### WHAT IS EXPECTED
Print the stretch of the first responder's account from "By Gil Ronen" through "on the scene.", word for word.

** BEGIN SELECTION **

First Responder: I Reported Gun Missing at Initial Scan

Ofer Ohana of Hatzala emergency services says he reported Asher Palmer's gun as stolen immediately upon scanning the car.
By Gil Ronen
First Publish: 9/25/2011, 7:25 PM

Ofer Ohana, a volunteer for Hatzala emergency services, confirms that he reported Asher Palmer's handgun was missing and that the "accident" was likely the result of foul play, immediately upon arriving on the scene.

 

Ohana told HebronVideo: "I saw a man in his twenties and a baby who was a few months old lying in the car lifeless, we attempted resuscitation. I saw a Magen David Adom paramedic and a female military paramedic."

"In the course of a quick scan of the car, they were trapped in the car, I saw a large rock, then I saw the father with a gun holster, but the gun was missing. I saw a lot of Arabs and I immediately reported that this is apparently not an innocent accident but a terror attack and that the gun was apparently stolen." 

"Then the professionals from the army and police came and combed the area, they said it was an accident. Today it seems they are changing their story and saying it was a murderous terror attack and a father and baby were murdered."

** END SELECTION **
** BEGIN RECORD SET **

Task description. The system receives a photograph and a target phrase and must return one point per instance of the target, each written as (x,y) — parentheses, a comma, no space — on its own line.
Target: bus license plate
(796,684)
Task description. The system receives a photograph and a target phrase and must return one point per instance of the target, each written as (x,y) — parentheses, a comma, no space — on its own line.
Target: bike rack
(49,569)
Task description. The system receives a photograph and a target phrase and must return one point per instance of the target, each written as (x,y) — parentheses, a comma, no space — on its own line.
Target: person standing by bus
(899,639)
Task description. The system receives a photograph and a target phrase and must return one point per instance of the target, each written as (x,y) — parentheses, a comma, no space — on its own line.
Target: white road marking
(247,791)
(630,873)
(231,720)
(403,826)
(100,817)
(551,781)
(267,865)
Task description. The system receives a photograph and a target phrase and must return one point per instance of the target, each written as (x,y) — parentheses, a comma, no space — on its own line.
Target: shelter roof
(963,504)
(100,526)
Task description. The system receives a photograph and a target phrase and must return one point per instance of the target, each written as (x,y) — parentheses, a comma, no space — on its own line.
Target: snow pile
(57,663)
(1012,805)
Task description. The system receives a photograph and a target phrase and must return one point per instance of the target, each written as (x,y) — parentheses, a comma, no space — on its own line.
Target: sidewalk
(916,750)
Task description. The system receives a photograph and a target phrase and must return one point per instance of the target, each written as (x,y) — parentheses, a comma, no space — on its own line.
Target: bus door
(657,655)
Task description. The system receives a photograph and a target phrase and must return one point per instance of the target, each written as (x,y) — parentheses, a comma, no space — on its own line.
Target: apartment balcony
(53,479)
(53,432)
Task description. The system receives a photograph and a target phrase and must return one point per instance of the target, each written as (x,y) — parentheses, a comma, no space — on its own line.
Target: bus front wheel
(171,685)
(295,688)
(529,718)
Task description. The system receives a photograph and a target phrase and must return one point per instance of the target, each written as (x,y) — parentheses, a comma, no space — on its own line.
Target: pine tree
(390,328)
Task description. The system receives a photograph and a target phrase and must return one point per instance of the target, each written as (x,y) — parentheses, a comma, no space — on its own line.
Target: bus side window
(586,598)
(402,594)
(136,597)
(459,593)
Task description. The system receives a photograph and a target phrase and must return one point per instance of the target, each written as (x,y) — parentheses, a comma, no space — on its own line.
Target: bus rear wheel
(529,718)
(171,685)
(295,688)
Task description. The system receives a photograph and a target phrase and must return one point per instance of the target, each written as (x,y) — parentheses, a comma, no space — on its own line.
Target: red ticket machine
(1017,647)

** END RECORD SET **

### RESPONSE FOR THIS EXERCISE
By Gil Ronen
First Publish: 9/25/2011, 7:25 PM

Ofer Ohana, a volunteer for Hatzala emergency services, confirms that he reported Asher Palmer's handgun was missing and that the "accident" was likely the result of foul play, immediately upon arriving on the scene.